Excerpts from point annotation data:
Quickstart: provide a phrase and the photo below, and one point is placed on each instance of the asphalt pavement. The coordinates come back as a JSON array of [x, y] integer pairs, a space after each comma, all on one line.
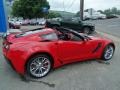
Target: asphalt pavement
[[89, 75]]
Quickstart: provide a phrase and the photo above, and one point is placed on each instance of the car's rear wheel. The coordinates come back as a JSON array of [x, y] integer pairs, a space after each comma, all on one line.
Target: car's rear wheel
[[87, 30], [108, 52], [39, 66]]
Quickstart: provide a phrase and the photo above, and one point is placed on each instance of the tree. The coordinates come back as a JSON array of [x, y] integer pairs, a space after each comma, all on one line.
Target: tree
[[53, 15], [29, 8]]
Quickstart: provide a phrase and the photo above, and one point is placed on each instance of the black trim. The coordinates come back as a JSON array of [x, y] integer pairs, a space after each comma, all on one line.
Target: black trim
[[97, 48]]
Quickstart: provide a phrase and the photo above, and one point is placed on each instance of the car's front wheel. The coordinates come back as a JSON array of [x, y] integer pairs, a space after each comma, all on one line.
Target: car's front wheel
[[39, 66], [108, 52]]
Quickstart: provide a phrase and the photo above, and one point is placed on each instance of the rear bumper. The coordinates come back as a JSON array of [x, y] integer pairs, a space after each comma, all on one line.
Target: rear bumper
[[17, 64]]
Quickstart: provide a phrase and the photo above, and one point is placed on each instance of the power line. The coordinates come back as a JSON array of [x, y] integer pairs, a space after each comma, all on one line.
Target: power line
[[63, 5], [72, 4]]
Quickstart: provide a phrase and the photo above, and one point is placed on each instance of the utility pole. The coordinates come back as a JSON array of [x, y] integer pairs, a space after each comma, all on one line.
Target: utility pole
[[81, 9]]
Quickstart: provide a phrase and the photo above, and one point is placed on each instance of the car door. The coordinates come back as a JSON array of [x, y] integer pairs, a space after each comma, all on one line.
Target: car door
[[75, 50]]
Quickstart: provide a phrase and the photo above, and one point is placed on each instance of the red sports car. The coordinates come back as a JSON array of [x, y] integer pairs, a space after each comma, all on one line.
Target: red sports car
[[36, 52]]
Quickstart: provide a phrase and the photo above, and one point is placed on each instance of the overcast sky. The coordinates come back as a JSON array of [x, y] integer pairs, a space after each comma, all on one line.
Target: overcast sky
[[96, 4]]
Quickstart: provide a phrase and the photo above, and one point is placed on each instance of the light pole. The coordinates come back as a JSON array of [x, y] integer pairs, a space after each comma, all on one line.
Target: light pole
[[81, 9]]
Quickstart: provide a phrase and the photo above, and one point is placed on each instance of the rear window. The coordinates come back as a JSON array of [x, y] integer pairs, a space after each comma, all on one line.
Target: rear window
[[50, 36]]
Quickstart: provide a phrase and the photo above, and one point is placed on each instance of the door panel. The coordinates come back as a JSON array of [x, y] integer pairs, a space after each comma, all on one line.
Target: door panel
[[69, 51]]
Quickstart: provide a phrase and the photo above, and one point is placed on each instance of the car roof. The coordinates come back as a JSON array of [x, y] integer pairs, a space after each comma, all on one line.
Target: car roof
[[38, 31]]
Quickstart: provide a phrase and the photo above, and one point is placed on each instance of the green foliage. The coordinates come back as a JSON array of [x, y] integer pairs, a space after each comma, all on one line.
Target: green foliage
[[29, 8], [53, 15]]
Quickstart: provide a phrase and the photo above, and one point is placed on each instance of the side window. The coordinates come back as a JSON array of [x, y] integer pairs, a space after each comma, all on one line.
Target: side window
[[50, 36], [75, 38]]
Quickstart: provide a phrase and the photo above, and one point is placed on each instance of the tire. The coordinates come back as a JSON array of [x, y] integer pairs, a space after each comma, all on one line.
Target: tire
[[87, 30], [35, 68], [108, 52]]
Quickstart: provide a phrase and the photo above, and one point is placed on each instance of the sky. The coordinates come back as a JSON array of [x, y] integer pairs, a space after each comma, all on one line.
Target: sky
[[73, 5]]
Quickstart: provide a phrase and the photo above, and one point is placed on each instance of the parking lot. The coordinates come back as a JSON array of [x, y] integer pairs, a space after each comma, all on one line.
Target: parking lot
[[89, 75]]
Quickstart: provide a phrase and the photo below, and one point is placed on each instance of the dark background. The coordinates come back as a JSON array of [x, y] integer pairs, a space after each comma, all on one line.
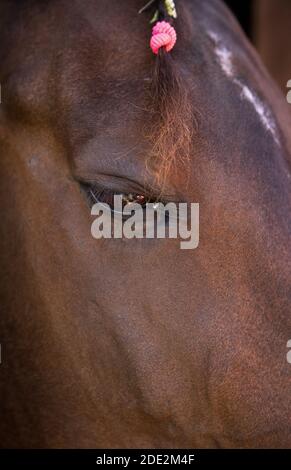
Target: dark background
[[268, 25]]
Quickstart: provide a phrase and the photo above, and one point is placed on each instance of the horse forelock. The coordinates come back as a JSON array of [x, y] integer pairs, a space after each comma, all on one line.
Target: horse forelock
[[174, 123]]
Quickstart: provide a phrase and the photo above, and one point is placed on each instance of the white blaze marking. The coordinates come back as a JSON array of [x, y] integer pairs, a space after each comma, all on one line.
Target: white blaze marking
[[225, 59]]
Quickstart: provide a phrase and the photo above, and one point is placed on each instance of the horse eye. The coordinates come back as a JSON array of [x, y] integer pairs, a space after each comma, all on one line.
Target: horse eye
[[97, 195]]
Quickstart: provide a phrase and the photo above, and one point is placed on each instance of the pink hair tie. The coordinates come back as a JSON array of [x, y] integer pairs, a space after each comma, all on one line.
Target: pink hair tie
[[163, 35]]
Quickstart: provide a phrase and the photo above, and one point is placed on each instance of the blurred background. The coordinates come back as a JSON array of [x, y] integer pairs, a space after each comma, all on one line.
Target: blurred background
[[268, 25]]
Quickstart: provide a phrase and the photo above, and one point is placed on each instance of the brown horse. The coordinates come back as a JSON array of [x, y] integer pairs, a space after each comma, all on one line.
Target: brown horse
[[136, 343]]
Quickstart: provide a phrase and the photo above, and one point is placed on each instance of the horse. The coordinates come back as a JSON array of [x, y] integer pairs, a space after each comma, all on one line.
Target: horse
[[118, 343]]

Task: Rewrite the lines from the line containing "of the sky." to the line containing "[[97, 195]]", replacing "photo" with "image" and keeping everything else unchanged. Omit the pictures and give back only those lines.

Task output:
Quickstart: provide a phrase and the image above, and one point is placed on each instance of the sky. The coordinates come back as a JSON array of [x, y] integer pairs, a space after each comma, all on one line.
Target: sky
[[73, 5]]
Quickstart: provide a phrase and the image above, and one point is placed on each instance of the parking lot. The coordinates come back as a JSON array of [x, y] integer pairs, a space after each comma, all on one line.
Target: parking lot
[[89, 75]]
Quickstart: provide a phrase and the image below, and one point is placed on each instance of the dark background. The coordinates come back as a JSON array of [x, y] integer pairs, a space after each comma, all on one line.
Target: dark background
[[268, 25]]
Quickstart: provide a phrase and the image above, and one point is placed on each instance of the horse forelock. The coordinates come back as a JSON array of [x, y] integer pairs, a space after each comma, all on one line.
Target: horse forelock
[[174, 123]]
Quickstart: provide a phrase and the image above, and one point is placed on each instance of the white blaze marking. The coordinates come back as a JSON array of [x, y] integer pairs, a space after each comma, all on one line.
Target: white blaze marking
[[225, 59]]
Quickstart: provide a phrase and the image above, and one point is placed on each instance of the horse eye. The coordinates come back as a JSON array of [x, y] integer pairs, a space after each comma, all on one line.
Target: horse eye
[[97, 195]]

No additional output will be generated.